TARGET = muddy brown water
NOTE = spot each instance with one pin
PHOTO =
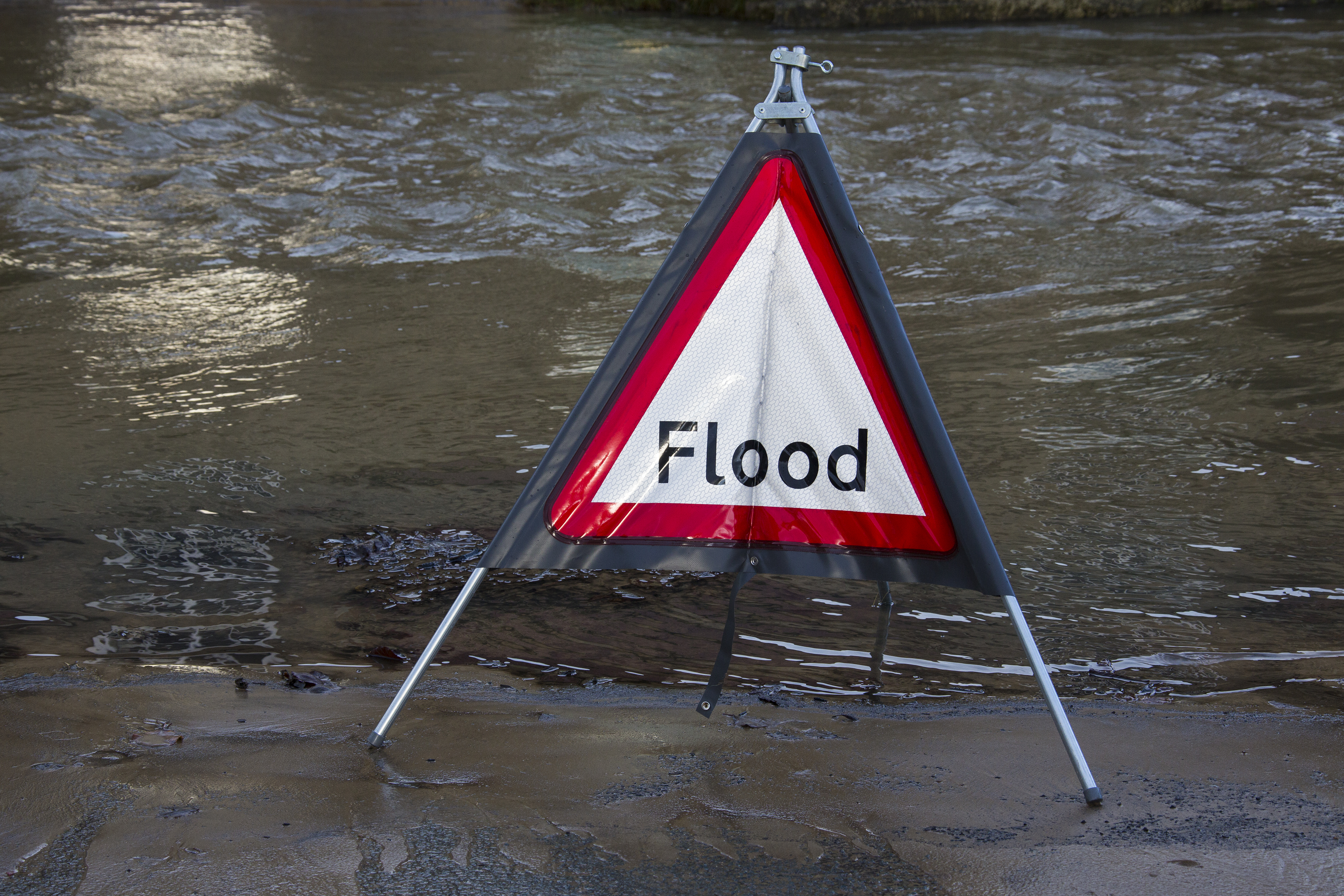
(281, 281)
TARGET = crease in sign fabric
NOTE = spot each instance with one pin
(761, 412)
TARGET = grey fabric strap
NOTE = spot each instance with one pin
(721, 665)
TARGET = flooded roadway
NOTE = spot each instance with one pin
(295, 299)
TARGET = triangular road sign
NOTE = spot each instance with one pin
(761, 410)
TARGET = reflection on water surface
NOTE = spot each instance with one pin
(296, 296)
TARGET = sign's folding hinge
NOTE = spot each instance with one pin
(787, 104)
(799, 60)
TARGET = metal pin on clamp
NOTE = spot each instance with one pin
(787, 104)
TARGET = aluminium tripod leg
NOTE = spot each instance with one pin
(464, 597)
(1092, 793)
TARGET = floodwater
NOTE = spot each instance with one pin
(295, 297)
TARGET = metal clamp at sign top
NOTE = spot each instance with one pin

#####

- [The problem]:
Please rewrite the lines starting at the one containing "TARGET = aluminium tripod leg" and ending at the last line above, substituting "mark" for "spot" and leaving everything else unchanged.

- [Complete response]:
TARGET = aluminium tripod leg
NOTE = mark each instance with one pin
(464, 597)
(1092, 793)
TARGET = floodwater
NOTE = mark each instance with one pin
(295, 297)
TARGET = metal clamp at sign top
NOTE = mark each instance with one pin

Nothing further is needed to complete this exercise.